What this task involves: Return, word for word, the lines of the listing starting at the line containing "the woman's right" and ending at the line containing "x=713 y=538", with both of those lines included.
>> Start Excerpted data
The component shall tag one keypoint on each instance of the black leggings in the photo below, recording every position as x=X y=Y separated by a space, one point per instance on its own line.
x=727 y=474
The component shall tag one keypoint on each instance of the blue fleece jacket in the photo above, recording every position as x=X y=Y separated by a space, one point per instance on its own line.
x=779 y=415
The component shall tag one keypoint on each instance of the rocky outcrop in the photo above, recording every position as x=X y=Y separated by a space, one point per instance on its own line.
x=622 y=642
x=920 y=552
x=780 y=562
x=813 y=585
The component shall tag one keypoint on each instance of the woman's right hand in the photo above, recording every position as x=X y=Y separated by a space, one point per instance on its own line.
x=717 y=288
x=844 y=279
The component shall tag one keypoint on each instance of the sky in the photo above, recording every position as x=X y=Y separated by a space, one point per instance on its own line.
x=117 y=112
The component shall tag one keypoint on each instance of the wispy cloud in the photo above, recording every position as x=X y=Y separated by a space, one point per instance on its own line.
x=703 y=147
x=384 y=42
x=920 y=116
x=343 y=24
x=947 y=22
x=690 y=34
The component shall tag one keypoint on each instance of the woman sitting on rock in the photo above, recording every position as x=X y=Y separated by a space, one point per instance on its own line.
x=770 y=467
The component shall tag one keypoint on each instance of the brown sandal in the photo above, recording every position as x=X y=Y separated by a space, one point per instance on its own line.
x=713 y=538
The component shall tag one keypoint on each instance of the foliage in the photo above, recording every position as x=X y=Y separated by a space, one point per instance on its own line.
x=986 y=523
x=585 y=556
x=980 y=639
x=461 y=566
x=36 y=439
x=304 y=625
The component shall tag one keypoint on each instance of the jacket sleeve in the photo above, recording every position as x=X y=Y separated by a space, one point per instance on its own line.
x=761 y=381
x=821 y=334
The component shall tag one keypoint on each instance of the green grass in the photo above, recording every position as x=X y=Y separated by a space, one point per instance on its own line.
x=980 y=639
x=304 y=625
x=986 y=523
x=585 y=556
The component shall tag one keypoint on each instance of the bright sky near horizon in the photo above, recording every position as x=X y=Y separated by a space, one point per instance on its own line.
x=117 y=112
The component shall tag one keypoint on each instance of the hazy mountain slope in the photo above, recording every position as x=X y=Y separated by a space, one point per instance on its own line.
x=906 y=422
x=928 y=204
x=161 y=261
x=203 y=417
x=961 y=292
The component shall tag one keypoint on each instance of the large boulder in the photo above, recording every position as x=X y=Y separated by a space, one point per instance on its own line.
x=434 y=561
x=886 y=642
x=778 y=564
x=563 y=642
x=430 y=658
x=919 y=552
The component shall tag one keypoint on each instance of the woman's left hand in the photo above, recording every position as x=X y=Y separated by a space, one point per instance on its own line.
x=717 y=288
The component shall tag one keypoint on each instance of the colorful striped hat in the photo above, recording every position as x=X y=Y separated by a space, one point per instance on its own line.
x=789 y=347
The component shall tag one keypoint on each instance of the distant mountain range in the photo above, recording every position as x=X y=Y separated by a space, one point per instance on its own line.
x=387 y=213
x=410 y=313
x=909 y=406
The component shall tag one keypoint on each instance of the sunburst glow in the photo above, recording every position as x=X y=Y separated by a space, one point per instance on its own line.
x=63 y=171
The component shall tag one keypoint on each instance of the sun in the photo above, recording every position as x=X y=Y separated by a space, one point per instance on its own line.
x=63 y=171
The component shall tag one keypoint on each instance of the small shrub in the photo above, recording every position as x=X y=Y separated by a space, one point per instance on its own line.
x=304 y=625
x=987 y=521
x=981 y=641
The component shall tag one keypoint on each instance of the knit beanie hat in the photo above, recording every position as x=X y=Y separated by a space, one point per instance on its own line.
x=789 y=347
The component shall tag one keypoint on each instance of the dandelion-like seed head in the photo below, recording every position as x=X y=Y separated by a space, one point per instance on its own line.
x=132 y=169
>> End Excerpted data
Answer to this exercise:
The component shall tag one keypoint on each instance of the woman's right hand in the photo above, recording every position as x=X y=Y separated by a space, one point per instance on its own line.
x=717 y=288
x=844 y=279
The component shall tag one keypoint on each instance of the sky in the photo above, recording every position as x=X y=Y separated by a space, one point per instance on its own line.
x=117 y=112
The component shall tag one keypoint on each instance of the wispy cloud in the photo above, recording every position as x=X y=Y separated by a space, one point per instance on its own line.
x=703 y=147
x=384 y=42
x=920 y=116
x=343 y=24
x=947 y=22
x=690 y=34
The component shall tag one keypoint on each instance of the woman sitting on rock in the photo above, recording every position as x=X y=Y separated by a space, one point per instance on its own line.
x=770 y=467
The component shall tag one keypoint on each instance of the brown sandal in the photo above, recording every position as x=X y=Y separated by a space, one point per instance on its own line.
x=713 y=538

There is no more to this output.